Nicht zuletzt haben sich auch die unterschiedlichen Firmenkulturen und Tarifstrukturen seit der Übernahme als Bremsklotz der Integration erwiesen. So kam es im Zuge der Integration zu Streiks von Postbank-Mitarbeitern und Auseinandersetzungen vor allem mit der Gewerkschaft Verdi.
Andererseits profitiert die Deutsche Bank inzwischen von ihrer Tochter. So hilft die Postbank mit ihren rund 14 Millionen Privatkunden dem Mutterkonzern dabei, das Retailbanking rund um private Kontoführung, Kredite und Geldanlagen zu stärken und somit die Abhängigkeit vom volatilen Investmentbanking zu verringern.
Mit dem Kauf der Postbank verfügt Deutschlands größte Bank zudem über rund 114 Milliarden Euro zusätzlicher Kundeneinlagen. Da die Refinanzierung über diese Einlagen in der Regel günstiger ist als zum Beispiel durch die Begebung von Anleihen am Kapitalmarkt, spart das Kosten.

####

== Aufgaben ==
1. Gib den Textauszug über die Übernahme der Postbank vollständig und wortgetreu wieder.
2. Finde in den Datensätzen jede Zeile, in der die Zeichenfolge „ripple“ vorkommt, und schreibe diese Zeilen ab.

== Datensätze im Auszug ==
####

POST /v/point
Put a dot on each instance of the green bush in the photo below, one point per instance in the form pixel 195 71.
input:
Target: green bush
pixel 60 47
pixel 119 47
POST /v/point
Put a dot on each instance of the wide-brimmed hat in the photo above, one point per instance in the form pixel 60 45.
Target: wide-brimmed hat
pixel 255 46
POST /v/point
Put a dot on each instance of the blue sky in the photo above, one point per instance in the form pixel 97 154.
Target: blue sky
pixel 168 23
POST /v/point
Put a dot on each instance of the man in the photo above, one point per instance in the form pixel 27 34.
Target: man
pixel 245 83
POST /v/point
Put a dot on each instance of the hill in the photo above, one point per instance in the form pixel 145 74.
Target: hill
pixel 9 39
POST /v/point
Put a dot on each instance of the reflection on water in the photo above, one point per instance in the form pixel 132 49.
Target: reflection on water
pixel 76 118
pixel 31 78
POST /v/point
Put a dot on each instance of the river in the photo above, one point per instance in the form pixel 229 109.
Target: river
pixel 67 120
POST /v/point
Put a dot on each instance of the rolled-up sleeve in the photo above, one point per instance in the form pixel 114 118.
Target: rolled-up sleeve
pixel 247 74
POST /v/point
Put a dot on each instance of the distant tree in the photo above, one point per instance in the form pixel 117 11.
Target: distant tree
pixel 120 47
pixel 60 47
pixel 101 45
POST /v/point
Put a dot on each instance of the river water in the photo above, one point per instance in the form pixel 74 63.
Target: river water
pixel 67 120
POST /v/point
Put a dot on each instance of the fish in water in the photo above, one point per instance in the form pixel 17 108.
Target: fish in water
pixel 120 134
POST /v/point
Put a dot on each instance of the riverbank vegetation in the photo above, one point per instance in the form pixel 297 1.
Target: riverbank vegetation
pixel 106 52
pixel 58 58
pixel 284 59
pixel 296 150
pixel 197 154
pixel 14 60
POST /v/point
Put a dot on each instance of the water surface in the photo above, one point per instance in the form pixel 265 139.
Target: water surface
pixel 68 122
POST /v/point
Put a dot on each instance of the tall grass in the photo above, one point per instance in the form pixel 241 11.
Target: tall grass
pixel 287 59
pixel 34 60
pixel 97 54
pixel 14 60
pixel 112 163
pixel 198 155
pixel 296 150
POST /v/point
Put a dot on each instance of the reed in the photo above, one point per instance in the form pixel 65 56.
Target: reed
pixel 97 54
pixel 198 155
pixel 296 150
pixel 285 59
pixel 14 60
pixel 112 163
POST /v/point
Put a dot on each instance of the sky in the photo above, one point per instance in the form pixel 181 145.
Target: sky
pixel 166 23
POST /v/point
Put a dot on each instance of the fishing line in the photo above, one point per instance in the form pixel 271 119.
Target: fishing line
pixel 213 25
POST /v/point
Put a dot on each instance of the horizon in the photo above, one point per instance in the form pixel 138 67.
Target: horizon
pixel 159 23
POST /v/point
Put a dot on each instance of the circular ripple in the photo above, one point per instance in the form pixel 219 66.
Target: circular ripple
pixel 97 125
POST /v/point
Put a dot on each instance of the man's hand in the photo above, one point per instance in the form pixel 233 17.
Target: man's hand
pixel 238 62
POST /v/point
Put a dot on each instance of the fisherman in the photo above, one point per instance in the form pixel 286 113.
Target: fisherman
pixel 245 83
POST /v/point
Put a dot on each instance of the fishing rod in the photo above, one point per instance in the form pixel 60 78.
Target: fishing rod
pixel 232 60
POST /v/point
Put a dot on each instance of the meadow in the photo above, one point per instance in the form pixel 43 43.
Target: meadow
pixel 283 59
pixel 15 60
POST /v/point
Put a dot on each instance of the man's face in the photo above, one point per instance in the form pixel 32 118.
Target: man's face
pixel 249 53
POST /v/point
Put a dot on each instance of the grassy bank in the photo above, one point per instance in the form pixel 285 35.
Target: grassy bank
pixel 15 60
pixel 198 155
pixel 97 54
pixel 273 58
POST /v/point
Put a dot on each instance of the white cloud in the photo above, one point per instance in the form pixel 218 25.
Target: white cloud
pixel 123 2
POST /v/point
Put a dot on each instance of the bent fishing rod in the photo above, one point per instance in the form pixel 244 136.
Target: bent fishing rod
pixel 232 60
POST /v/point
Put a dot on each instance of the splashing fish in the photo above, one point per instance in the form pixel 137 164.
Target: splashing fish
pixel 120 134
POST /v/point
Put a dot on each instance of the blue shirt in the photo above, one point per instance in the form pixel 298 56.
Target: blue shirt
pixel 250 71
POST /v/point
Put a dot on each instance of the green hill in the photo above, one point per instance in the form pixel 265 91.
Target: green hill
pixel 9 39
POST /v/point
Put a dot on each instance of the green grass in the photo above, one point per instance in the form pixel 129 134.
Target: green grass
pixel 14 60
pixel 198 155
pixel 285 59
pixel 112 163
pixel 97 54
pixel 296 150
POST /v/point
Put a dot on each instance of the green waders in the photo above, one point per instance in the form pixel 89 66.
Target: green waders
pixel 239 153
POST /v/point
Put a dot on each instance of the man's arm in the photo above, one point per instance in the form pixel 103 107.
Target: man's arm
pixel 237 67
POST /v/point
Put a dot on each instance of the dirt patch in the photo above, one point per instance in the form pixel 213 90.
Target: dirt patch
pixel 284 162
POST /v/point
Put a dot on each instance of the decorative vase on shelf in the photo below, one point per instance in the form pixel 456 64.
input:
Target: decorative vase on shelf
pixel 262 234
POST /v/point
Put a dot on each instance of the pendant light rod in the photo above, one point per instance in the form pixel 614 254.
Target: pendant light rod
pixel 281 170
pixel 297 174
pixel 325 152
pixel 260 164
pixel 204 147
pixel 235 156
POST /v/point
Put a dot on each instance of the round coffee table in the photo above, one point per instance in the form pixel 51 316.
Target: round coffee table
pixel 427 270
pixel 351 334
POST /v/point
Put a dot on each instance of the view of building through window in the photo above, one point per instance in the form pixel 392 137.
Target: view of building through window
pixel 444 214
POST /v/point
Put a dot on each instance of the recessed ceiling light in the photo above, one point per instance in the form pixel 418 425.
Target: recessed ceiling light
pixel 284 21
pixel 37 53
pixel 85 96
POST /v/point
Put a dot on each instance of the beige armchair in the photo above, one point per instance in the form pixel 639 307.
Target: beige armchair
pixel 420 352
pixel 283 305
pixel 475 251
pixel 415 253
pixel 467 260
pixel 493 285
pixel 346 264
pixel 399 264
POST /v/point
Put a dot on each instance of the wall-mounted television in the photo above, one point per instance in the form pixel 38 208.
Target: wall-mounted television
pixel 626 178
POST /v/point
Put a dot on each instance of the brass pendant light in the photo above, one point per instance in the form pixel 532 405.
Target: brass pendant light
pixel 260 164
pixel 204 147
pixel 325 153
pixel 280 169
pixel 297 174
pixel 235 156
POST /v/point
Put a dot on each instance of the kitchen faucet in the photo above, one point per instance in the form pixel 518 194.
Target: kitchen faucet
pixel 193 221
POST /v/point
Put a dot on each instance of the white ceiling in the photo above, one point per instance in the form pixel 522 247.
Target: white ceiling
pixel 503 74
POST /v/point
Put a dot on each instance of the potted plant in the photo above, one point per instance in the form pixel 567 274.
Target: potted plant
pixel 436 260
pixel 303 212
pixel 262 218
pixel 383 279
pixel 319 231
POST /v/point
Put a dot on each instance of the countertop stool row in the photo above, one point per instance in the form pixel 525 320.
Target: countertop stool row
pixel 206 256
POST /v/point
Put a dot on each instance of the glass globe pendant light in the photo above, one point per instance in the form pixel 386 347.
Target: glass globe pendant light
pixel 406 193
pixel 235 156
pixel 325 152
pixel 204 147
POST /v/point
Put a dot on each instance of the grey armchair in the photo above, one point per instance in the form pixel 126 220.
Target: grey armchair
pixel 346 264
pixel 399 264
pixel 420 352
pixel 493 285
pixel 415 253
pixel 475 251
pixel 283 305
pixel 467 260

####

== Die Lösungen ==
1.
Nicht zuletzt haben sich auch die unterschiedlichen Firmenkulturen und Tarifstrukturen seit der Übernahme als Bremsklotz der Integration erwiesen. So kam es im Zuge der Integration zu Streiks von Postbank-Mitarbeitern und Auseinandersetzungen vor allem mit der Gewerkschaft Verdi.
Andererseits profitiert die Deutsche Bank inzwischen von ihrer Tochter. So hilft die Postbank mit ihren rund 14 Millionen Privatkunden dem Mutterkonzern dabei, das Retailbanking rund um private Kontoführung, Kredite und Geldanlagen zu stärken und somit die Abhängigkeit vom volatilen Investmentbanking zu verringern.
Mit dem Kauf der Postbank verfügt Deutschlands größte Bank zudem über rund 114 Milliarden Euro zusätzlicher Kundeneinlagen. Da die Refinanzierung über diese Einlagen in der Regel günstiger ist als zum Beispiel durch die Begebung von Anleihen am Kapitalmarkt, spart das Kosten.

2.
Put a dot on each instance of the circular ripple in the photo above, one point per instance in the form pixel 219 66.
Target: circular ripple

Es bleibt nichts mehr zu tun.